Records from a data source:
=====
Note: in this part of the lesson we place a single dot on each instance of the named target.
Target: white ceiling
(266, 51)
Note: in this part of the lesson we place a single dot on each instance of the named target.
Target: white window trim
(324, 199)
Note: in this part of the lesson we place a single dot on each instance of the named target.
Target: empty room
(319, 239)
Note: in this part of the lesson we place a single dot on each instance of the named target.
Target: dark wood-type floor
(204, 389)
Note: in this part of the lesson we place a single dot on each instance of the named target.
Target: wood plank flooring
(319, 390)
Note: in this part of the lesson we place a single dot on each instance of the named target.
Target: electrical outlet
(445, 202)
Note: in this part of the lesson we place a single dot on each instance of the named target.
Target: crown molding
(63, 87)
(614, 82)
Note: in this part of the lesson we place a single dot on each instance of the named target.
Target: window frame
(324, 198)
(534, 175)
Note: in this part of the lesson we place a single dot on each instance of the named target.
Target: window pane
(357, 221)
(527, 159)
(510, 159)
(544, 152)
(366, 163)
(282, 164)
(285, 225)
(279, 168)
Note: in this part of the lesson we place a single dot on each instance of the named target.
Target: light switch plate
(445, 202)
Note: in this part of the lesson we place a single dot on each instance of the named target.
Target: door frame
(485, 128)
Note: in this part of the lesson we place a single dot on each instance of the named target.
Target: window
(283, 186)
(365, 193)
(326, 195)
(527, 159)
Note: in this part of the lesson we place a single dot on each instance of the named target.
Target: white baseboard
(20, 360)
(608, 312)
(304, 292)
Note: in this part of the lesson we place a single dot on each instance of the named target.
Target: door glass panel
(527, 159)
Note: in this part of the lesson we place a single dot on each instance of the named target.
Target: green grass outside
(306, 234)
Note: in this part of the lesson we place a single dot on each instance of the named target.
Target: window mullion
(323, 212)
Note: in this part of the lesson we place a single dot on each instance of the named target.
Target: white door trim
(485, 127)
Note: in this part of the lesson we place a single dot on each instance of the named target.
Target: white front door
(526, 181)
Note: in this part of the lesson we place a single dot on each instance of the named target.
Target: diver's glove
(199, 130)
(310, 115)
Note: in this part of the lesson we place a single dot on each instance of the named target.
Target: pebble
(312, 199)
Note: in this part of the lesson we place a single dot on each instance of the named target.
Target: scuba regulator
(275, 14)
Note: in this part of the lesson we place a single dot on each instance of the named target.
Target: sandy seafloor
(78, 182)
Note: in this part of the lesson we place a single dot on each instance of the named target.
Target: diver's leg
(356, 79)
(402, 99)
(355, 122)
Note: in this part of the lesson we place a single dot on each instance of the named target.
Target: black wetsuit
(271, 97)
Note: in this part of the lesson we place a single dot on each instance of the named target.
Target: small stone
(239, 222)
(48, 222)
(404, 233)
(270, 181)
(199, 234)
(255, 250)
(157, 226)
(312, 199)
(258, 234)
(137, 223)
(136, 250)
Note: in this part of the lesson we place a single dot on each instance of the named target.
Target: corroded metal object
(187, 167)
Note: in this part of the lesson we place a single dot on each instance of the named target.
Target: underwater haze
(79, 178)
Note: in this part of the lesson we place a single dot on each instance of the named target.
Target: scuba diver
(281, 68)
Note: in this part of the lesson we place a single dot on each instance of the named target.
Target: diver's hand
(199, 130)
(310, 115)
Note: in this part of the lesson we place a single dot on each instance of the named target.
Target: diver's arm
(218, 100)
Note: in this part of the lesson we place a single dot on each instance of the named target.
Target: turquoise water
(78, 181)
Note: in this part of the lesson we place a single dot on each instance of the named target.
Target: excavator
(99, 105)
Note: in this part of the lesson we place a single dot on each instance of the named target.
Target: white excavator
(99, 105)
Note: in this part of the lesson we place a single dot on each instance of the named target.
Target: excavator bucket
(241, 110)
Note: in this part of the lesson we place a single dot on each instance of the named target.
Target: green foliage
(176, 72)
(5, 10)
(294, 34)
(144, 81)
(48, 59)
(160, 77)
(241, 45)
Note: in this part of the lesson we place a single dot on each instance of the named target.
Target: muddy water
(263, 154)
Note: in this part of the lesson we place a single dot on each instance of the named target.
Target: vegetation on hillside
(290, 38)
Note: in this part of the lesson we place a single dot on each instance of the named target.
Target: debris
=====
> _WORK TO COMPLETE_:
You are asked to transcribe all of the data above exactly.

> _COMPLETED TASK_:
Note: in this part of the lesson we place a single dot on each instance of the named target.
Target: white ceiling
(266, 51)
Note: in this part of the lesson we place a single dot on each instance of the named target.
Target: white window trim
(324, 199)
Note: in this part of the lesson we place a single dot on each instance of the named target.
Target: empty room
(319, 239)
Note: in this part of the lesson we place a single dot on each instance of the named target.
Target: dark wood-type floor
(204, 389)
Note: in this part of the lesson we place a single dot on each instance of the named target.
Target: wood plank flooring
(319, 390)
Note: in this part of the lesson we place a single dot on each instance of the named target.
Target: electrical outlet
(445, 202)
Note: in this part of the lesson we place a single dot on each instance of the named target.
Target: crown molding
(63, 87)
(614, 82)
Note: in this part of the lesson we place a single dot on each instance of the named target.
Target: window frame
(324, 198)
(534, 175)
Note: in this part of the lesson we place a single dot on each instance of the named target.
Target: window pane
(357, 221)
(527, 159)
(510, 159)
(544, 152)
(366, 163)
(282, 164)
(285, 225)
(279, 168)
Note: in this part of the lesson we place a single dot on each instance of the named target.
Target: light switch plate
(445, 202)
Note: in this part of the lesson we place a single dot on each instance of the named target.
Target: door frame
(485, 128)
Note: in this part of the lesson we place a single dot on each instance of the named target.
Target: window
(283, 186)
(365, 193)
(326, 195)
(527, 159)
Note: in this part of the lesson we place a single dot on each instance of the named target.
Target: white baseboard
(20, 360)
(608, 312)
(304, 292)
Note: in this part of the lesson we place a single dot on each instance of the named target.
Target: door glass panel
(527, 159)
Note: in this part of the lesson we place a single dot on each instance of the named target.
Target: green grass outside
(306, 234)
Note: in this part of the lesson we place a single dot on each instance of the named target.
Target: window mullion
(323, 212)
Note: in this part of the lesson we place a single dot on each instance of the named target.
Target: white door trim
(485, 127)
Note: in this part of the lesson we place a single dot on each instance of the named target.
Target: white front door
(526, 181)
Note: in this part of the lesson we place a single dot on each instance of the named target.
Target: diver's glove
(199, 130)
(310, 115)
Note: in this part of the lesson we place a single dot on each instance of the named target.
Target: pebble
(312, 199)
Note: in this part of the lesson we place a single dot on each instance of the named target.
Target: scuba regulator
(275, 14)
Note: in this part of the lesson we place a single dot on each instance of the named target.
Target: sandy seafloor
(78, 182)
Note: in this part of the lesson we place a single dot on each instance of the named target.
Target: diver's leg
(356, 79)
(402, 99)
(355, 122)
Note: in this part of the lesson we place a single dot on each instance of the named target.
Target: black wetsuit
(271, 97)
Note: in this part of the lesson we place a single dot on each instance of the named target.
Target: small stone
(239, 222)
(48, 222)
(404, 233)
(270, 181)
(199, 234)
(255, 250)
(157, 226)
(312, 199)
(258, 234)
(137, 223)
(136, 250)
Note: in this part of the lesson we place a single dot on each instance of the named target.
Target: corroded metal object
(187, 167)
Note: in this part of the lesson we place a single dot on each instance of the named target.
Target: underwater haze
(79, 178)
Note: in this part of the lesson we place a single dot on each instance of the named target.
Target: scuba diver
(281, 68)
Note: in this part of the lesson we place a single dot on each instance of the named target.
Target: diver's hand
(199, 130)
(310, 115)
Note: in this part of the lesson we place a single dot on each instance of the named target.
Target: diver's arm
(218, 100)
Note: in this part of the lesson we place a single dot on each instance of the named target.
Target: turquoise water
(78, 181)
Note: in this part of the lesson we place a single dot on each instance of the named target.
Target: excavator
(99, 105)
Note: in this part of the lesson we place a single dot on each instance of the named target.
Target: white excavator
(99, 105)
Note: in this part of the lesson we place a single dot on each instance of the named target.
Target: excavator bucket
(241, 110)
Note: in this part of the lesson we place a single dot on each instance of the named target.
Target: green foliage
(176, 72)
(5, 10)
(294, 34)
(144, 81)
(48, 59)
(160, 77)
(241, 45)
Note: in this part of the lesson we place a single dot on each instance of the named target.
Target: muddy water
(263, 154)
Note: in this part of the lesson we place a single dot on each instance of the named target.
Target: vegetation on hillside
(290, 38)
Note: in this part of the lesson we place a single dot on each instance of the named target.
Target: debris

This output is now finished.